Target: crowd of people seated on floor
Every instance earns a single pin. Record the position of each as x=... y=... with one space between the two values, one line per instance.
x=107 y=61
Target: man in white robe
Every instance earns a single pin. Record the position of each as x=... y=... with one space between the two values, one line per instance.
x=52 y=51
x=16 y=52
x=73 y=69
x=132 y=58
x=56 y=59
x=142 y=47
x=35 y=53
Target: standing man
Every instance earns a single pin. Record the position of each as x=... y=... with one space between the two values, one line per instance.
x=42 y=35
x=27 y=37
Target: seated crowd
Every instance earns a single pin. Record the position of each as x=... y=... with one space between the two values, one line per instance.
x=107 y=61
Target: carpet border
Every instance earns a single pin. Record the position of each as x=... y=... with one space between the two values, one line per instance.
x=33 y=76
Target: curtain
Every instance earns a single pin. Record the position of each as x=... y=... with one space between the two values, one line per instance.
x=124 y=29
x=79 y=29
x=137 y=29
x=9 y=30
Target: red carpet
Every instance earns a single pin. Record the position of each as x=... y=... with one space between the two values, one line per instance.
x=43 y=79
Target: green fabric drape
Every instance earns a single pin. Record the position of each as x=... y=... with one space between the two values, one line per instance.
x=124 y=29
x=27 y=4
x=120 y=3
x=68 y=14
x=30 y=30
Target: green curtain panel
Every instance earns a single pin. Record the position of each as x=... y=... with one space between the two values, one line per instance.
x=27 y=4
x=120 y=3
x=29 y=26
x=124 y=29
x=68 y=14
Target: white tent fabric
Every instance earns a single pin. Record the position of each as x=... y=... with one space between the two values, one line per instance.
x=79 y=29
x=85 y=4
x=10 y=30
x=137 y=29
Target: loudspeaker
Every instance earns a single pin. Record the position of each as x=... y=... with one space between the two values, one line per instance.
^^^^
→ Task to complete
Return all of the material above word for word, every line in its original order and with nothing altered.

→ Complete response
Target: crowd of people seated on floor
Every instance earns a single pin. Record the position of each as x=... y=... with one space between the two values, one line per instance.
x=107 y=61
Target: man in white robe
Every instance earns a single pin. Record the position of each as x=... y=... with one space between the two values, one line per instance.
x=52 y=51
x=16 y=52
x=73 y=69
x=132 y=58
x=56 y=59
x=142 y=47
x=35 y=53
Target: standing man
Every instance earns a single pin. Record the position of each as x=... y=... with one space between the two values, one line per instance.
x=42 y=35
x=27 y=37
Target: seated crowd
Every instance earns a single pin. Record the position of each as x=... y=... with one space between the two values, one line per instance.
x=107 y=61
Target: carpet border
Every instance earns a single pin. Record the position of each as x=... y=... with one space between the two values, one line per instance.
x=33 y=76
Target: curtain
Every instance earns a single pin. Record the position of each as x=... y=... with one space between the two values, one line per instance.
x=124 y=29
x=79 y=29
x=137 y=29
x=9 y=30
Target: red carpet
Every instance earns a single pin. Record the position of each as x=... y=... with one space between the two values, one line per instance.
x=43 y=79
Target: green fabric drape
Every instance earns a single pin. Record the position of each as x=... y=... with one space between the two values, one line per instance.
x=124 y=29
x=27 y=4
x=120 y=3
x=68 y=14
x=30 y=30
Target: green curtain panel
Every instance earns a single pin. Record the position of each as x=... y=... with one space between the two values, one line per instance.
x=27 y=4
x=120 y=3
x=29 y=26
x=124 y=29
x=68 y=14
Target: white tent fabric
Every instance earns a single pin. Record the position of each as x=... y=... with one space between the two values, one line per instance.
x=79 y=29
x=85 y=4
x=10 y=30
x=137 y=29
Target: loudspeaker
Every instance earns a single pin. Record the position of each as x=... y=... with one space between the two values, one line per instance.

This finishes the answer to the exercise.